DATASET ENTRIES:

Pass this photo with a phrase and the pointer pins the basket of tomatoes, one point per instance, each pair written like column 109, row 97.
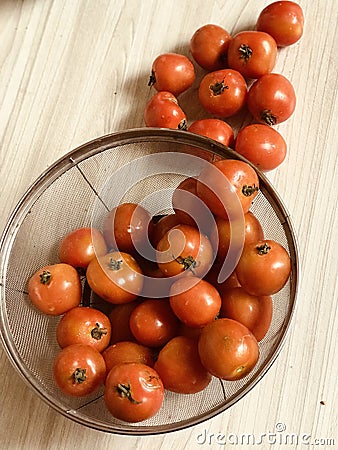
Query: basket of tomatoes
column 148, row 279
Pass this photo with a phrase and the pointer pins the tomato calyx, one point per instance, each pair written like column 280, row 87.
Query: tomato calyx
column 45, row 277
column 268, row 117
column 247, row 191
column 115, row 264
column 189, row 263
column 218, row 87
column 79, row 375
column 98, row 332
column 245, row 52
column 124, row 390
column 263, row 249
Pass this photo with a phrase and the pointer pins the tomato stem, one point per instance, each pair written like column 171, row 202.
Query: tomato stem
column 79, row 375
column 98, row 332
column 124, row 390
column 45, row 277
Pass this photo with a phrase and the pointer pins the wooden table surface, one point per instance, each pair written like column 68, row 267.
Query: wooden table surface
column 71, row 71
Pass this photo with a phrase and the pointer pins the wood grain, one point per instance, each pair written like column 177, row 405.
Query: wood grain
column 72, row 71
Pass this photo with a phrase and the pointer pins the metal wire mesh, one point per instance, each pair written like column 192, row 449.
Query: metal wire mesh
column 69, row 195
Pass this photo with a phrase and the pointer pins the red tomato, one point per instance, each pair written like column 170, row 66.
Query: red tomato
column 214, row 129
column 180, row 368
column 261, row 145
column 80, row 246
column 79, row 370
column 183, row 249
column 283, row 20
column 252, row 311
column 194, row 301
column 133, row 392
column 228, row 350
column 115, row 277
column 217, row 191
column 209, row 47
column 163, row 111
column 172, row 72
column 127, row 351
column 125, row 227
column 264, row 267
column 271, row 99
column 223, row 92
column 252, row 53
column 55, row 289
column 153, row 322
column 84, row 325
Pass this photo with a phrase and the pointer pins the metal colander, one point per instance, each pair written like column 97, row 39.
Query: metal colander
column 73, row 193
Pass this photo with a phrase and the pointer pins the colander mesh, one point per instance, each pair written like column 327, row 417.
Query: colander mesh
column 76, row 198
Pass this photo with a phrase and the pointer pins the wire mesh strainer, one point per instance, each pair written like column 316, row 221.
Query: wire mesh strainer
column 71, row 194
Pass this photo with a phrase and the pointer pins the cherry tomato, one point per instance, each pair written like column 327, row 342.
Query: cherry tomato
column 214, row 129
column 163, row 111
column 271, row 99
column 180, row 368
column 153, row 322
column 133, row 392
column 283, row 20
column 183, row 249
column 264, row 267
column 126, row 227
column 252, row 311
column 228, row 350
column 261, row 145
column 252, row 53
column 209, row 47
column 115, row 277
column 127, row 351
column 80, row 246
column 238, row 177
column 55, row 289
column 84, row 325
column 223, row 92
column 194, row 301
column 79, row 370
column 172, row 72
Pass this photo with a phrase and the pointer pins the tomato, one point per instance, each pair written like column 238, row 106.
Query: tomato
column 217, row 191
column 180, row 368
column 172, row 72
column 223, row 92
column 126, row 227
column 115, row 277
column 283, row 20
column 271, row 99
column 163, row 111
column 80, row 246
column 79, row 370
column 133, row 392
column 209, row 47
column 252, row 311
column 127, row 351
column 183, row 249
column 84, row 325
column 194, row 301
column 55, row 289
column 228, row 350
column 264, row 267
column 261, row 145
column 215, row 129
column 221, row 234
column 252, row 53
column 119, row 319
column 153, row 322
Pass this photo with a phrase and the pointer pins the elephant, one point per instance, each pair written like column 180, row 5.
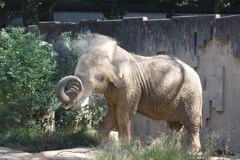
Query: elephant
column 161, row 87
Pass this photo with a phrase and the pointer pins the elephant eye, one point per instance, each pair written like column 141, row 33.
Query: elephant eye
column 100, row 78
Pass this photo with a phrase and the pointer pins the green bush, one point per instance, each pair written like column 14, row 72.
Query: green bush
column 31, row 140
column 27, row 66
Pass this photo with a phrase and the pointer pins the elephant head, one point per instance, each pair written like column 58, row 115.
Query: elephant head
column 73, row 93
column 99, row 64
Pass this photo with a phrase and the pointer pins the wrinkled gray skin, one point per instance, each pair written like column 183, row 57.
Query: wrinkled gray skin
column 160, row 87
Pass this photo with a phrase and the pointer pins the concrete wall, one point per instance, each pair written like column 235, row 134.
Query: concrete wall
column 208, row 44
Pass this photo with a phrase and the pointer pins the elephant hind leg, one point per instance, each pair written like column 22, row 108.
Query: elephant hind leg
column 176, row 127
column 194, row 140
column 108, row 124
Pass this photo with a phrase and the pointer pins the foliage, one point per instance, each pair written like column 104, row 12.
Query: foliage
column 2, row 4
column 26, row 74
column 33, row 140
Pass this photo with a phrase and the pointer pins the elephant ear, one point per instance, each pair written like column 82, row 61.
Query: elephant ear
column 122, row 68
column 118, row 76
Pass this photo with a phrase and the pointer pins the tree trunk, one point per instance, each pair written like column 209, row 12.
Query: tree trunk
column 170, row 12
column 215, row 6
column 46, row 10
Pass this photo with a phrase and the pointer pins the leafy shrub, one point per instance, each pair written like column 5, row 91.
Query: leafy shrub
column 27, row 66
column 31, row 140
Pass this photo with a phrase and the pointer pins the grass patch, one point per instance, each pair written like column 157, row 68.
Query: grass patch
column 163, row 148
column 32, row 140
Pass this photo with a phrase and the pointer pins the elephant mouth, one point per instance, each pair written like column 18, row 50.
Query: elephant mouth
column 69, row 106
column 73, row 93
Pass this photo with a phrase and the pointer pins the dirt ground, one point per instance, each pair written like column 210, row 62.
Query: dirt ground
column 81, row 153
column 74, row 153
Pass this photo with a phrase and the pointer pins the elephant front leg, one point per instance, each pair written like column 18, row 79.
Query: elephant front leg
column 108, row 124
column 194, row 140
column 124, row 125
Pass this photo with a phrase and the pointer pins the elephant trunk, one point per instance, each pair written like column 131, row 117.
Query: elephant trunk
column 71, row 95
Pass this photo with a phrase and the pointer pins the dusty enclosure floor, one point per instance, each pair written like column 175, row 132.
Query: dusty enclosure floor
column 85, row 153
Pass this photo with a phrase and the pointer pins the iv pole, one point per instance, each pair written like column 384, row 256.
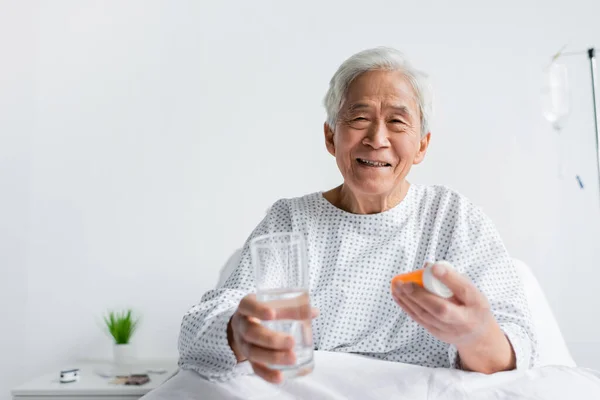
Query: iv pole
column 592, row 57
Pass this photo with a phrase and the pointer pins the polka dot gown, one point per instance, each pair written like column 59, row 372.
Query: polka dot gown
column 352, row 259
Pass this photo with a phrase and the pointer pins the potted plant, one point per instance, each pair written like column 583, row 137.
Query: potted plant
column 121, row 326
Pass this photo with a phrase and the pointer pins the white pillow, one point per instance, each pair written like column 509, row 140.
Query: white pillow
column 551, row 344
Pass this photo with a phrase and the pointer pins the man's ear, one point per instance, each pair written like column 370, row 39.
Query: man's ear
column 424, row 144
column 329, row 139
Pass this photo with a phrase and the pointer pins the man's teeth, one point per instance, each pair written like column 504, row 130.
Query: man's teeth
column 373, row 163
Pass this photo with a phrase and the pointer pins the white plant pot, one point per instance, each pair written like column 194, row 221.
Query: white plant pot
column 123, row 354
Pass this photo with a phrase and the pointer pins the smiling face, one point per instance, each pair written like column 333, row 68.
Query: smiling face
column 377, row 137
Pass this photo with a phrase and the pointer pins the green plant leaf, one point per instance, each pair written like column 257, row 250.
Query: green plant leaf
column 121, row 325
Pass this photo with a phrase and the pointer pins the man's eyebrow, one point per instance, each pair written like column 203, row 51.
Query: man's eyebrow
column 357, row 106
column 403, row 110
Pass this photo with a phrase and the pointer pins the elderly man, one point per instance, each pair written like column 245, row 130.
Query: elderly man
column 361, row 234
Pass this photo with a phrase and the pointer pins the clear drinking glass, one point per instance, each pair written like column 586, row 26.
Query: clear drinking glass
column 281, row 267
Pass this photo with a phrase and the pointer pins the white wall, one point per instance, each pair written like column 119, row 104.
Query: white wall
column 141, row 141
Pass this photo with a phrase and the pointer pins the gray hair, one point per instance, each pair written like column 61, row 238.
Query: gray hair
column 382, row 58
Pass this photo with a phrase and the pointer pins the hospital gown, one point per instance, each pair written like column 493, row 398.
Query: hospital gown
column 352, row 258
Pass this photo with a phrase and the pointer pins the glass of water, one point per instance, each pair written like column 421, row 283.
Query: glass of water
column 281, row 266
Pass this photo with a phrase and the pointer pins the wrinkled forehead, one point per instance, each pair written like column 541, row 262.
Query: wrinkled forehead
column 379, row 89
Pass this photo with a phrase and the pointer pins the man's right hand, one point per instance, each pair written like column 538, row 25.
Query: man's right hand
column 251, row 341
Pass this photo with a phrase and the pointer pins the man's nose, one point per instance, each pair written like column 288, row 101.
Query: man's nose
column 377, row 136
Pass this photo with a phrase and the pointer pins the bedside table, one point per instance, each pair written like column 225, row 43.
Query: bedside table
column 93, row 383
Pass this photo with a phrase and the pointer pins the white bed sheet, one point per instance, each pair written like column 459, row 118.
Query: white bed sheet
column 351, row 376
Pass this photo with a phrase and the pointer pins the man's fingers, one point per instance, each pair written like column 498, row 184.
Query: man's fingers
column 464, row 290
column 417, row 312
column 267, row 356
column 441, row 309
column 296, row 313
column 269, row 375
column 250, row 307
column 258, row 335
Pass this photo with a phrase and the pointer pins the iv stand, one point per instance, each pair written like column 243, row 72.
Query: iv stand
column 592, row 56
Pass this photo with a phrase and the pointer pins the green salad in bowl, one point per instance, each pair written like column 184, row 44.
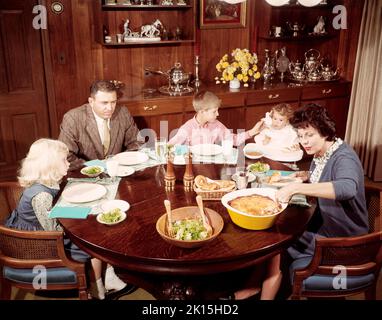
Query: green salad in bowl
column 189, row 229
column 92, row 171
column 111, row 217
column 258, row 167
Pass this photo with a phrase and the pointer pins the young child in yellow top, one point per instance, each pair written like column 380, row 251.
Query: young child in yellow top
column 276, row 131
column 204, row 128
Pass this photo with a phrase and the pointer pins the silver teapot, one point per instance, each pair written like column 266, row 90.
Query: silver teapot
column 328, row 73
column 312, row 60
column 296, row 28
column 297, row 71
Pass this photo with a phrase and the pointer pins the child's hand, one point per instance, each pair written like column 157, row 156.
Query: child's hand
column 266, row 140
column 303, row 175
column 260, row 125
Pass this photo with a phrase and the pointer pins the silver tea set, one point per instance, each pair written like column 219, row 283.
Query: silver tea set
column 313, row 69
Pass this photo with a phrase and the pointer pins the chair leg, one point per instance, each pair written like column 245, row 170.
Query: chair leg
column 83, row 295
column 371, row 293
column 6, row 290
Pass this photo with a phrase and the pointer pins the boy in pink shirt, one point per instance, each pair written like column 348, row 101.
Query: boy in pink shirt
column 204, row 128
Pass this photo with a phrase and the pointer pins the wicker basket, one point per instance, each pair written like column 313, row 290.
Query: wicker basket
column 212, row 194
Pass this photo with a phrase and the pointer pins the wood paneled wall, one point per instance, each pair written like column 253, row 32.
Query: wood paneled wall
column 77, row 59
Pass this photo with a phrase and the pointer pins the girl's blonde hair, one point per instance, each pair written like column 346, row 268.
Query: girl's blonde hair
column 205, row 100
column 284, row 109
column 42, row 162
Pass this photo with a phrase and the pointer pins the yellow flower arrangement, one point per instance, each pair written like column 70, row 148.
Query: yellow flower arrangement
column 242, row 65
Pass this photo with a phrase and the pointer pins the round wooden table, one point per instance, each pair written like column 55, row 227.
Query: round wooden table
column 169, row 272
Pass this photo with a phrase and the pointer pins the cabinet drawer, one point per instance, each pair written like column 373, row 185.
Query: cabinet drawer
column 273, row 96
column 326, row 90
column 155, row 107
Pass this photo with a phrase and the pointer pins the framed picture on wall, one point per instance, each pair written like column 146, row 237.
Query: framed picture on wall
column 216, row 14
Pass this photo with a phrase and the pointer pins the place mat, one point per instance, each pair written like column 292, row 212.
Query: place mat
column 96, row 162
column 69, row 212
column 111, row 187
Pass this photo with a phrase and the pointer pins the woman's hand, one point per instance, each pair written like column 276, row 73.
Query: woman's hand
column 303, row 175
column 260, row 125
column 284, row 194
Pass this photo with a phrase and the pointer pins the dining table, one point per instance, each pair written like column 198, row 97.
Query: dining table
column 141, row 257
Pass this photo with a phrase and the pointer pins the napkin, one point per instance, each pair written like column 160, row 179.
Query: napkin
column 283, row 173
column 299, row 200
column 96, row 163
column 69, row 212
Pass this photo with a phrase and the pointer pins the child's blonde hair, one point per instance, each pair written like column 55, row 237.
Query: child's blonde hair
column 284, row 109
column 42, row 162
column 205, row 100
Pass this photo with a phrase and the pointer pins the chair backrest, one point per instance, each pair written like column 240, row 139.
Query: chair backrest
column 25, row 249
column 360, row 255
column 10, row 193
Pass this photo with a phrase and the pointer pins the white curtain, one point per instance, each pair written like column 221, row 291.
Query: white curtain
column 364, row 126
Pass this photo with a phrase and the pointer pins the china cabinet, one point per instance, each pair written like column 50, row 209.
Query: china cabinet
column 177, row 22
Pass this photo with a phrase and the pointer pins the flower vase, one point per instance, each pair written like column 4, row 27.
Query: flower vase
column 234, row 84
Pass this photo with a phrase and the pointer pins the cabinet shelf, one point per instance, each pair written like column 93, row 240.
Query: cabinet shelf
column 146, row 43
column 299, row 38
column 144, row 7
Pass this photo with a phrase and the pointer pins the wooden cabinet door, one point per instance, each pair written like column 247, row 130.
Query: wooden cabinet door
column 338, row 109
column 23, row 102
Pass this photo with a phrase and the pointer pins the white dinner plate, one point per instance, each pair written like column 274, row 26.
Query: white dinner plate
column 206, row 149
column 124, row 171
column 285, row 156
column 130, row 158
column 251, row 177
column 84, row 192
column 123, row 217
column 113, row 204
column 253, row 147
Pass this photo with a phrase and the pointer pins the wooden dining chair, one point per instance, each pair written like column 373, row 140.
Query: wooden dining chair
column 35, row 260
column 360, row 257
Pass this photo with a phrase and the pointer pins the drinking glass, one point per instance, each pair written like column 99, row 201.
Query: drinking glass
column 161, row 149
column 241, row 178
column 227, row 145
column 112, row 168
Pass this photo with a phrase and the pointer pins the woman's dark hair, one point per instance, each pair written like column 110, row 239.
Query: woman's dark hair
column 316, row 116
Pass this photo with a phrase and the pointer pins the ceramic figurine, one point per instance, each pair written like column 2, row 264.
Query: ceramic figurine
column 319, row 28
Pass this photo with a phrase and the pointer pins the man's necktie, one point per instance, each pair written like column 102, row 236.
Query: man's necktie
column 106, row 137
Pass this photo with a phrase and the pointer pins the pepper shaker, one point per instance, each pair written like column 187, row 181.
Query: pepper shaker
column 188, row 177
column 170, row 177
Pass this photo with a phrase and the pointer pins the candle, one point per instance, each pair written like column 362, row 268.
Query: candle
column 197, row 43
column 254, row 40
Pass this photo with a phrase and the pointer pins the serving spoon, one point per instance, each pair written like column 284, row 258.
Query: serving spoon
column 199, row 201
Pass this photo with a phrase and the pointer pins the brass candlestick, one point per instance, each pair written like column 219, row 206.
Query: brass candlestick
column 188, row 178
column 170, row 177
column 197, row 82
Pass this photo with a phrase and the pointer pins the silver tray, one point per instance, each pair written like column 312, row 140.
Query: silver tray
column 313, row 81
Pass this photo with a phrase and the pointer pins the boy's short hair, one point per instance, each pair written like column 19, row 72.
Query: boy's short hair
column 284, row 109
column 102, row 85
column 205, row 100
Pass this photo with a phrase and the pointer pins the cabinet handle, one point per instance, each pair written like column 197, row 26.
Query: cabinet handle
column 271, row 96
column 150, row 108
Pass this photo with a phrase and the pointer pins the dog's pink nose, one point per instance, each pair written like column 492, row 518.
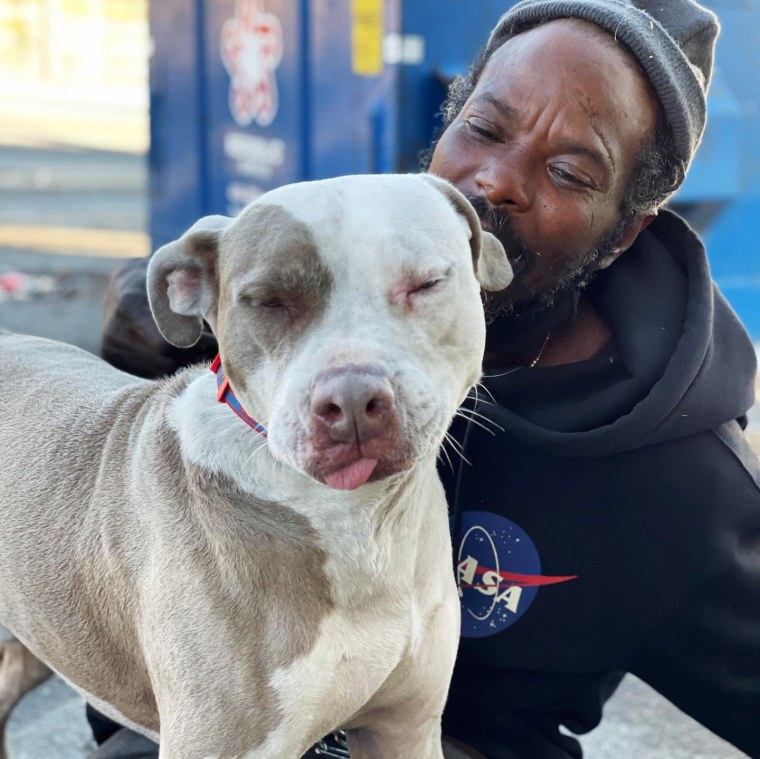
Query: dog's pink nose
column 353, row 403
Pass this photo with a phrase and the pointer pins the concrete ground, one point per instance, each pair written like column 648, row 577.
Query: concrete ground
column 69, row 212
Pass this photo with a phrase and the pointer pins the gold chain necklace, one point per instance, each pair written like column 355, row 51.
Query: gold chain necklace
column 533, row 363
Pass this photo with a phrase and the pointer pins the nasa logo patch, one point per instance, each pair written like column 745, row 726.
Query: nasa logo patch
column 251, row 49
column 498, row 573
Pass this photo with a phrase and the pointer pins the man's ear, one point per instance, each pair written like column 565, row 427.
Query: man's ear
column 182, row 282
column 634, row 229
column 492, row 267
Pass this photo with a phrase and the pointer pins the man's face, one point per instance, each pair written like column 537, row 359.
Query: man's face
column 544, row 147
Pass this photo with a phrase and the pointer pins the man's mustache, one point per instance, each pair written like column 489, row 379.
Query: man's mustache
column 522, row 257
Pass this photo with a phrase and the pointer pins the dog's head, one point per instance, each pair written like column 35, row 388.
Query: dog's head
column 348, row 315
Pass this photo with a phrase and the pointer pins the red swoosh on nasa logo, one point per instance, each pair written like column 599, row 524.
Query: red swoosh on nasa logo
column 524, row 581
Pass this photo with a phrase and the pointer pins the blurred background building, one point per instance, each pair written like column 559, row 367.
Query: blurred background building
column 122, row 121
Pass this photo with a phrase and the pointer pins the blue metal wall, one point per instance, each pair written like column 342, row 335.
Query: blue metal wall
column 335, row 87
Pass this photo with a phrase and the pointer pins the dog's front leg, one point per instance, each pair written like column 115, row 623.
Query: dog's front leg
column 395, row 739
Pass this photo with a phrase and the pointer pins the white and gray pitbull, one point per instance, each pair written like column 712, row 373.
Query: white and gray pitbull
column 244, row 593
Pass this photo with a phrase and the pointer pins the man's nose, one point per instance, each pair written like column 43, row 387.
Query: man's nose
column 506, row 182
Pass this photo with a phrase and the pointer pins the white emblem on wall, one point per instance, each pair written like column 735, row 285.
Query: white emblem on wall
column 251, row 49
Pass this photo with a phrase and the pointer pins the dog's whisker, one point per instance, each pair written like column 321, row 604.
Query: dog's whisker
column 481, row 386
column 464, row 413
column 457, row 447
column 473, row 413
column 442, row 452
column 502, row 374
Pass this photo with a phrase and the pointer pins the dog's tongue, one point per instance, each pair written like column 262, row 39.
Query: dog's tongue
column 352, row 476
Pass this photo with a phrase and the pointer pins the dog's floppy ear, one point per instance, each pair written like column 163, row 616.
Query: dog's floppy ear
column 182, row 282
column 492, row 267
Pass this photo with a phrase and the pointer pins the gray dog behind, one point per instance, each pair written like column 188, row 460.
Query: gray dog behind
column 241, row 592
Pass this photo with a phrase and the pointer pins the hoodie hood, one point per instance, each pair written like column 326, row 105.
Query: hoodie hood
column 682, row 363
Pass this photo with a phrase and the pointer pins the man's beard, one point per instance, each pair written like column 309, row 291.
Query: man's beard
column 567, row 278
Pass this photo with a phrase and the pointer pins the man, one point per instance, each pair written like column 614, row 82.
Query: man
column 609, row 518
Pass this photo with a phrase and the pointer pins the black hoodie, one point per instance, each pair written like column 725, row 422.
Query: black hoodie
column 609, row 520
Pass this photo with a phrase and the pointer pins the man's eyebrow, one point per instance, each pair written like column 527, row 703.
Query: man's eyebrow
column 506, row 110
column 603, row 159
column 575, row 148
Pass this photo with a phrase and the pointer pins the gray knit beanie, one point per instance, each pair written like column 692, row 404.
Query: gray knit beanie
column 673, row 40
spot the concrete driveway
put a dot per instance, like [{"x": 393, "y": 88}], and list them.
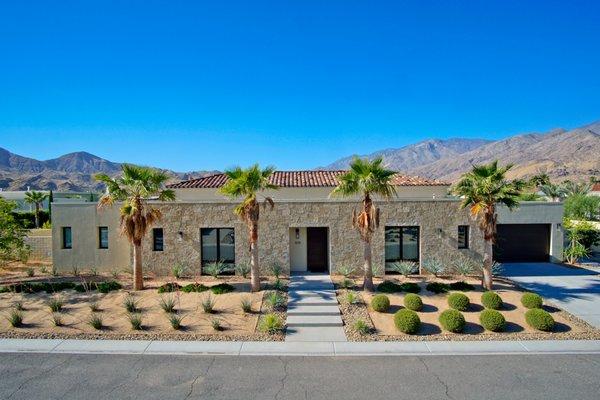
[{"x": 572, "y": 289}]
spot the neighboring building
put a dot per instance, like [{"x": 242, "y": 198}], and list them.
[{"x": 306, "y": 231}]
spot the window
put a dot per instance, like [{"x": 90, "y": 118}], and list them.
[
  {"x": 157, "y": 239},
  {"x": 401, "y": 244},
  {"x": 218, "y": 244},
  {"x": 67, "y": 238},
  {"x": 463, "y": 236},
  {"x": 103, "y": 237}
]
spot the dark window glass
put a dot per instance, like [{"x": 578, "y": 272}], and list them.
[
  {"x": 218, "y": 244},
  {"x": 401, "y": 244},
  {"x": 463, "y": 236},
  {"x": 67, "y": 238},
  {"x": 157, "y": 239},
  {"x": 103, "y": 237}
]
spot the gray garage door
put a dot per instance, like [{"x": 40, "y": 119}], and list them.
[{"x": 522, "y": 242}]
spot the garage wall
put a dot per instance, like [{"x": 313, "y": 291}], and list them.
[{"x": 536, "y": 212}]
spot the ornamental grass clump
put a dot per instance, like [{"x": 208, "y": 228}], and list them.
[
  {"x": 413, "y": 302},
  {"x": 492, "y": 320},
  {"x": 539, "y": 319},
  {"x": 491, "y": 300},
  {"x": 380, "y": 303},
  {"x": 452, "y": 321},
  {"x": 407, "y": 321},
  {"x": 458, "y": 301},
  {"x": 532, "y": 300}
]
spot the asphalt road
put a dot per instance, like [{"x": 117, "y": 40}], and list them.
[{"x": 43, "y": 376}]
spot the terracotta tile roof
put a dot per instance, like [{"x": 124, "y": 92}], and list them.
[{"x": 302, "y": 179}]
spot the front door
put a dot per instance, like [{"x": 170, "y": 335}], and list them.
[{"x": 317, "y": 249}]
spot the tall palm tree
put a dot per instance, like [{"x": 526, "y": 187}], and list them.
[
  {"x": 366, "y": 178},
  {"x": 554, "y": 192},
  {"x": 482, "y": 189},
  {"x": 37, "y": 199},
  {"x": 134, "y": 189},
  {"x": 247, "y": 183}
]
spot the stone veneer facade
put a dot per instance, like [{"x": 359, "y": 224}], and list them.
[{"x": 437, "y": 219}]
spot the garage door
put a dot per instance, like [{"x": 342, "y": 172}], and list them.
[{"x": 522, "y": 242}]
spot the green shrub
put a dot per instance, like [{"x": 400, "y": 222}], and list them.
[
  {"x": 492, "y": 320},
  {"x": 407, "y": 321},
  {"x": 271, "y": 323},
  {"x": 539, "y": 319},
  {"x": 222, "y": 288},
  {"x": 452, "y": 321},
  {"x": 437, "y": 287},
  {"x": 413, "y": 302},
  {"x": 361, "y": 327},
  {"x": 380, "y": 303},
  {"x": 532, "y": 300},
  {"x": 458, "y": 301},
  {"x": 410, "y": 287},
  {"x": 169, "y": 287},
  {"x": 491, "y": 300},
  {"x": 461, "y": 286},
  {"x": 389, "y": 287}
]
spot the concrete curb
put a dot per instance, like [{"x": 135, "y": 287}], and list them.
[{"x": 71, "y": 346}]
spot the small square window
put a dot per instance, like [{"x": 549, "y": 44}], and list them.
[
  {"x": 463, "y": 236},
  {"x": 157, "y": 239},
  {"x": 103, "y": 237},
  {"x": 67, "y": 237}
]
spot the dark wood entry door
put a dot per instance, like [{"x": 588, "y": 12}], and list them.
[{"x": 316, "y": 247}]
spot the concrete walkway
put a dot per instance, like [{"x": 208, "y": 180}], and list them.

GOAL: Can you copy out, word for word, everything from the start of the data down to the line containing "column 76, row 198", with both of those lines included and the pictures left out?

FULL SOLUTION:
Pass this photo with a phrase and the pointer pins the basket of tomatoes, one point per instance, each pair written like column 109, row 97.
Query: basket of tomatoes
column 148, row 279
Pass this photo with a phrase and the pointer pins the tomato calyx, one point per instance, each pair written like column 280, row 87.
Query: tomato calyx
column 45, row 277
column 268, row 117
column 247, row 191
column 115, row 264
column 189, row 263
column 218, row 87
column 79, row 375
column 98, row 332
column 245, row 52
column 124, row 390
column 263, row 249
Pass this photo with a phrase and the pointer pins the tomato stem, one point per instance, each pair written like column 171, row 202.
Query: tomato stem
column 79, row 375
column 98, row 332
column 124, row 390
column 45, row 277
Pass this photo with a phrase and the pointer pins the wooden table surface, one point per instance, each pair written like column 68, row 267.
Query: wooden table surface
column 71, row 71
Pass this photo with a phrase and the pointer pins the wood grain, one point per instance, each pair written like column 177, row 405.
Query: wood grain
column 72, row 71
Pass this photo with a phrase and the pointer pins the metal wire mesh, one point per instance, each pair written like column 192, row 449.
Query: metal wire mesh
column 69, row 195
Pass this photo with a phrase and the pointer pins the red tomato, one point per instance, each pair written like column 170, row 66.
Query: red tomato
column 214, row 129
column 180, row 368
column 261, row 145
column 80, row 246
column 79, row 370
column 183, row 249
column 283, row 20
column 252, row 311
column 194, row 301
column 133, row 392
column 228, row 350
column 115, row 277
column 217, row 191
column 209, row 47
column 163, row 111
column 172, row 72
column 127, row 351
column 125, row 227
column 264, row 267
column 271, row 99
column 223, row 92
column 252, row 53
column 55, row 289
column 153, row 322
column 84, row 325
Pass this photo with a phrase and the pointer pins the metal colander, one point per instance, each pair written like column 97, row 39.
Query: metal colander
column 73, row 193
Pass this photo with a phrase and the pointer pins the colander mesh, one point per instance, each pair written like column 327, row 417.
Query: colander mesh
column 76, row 198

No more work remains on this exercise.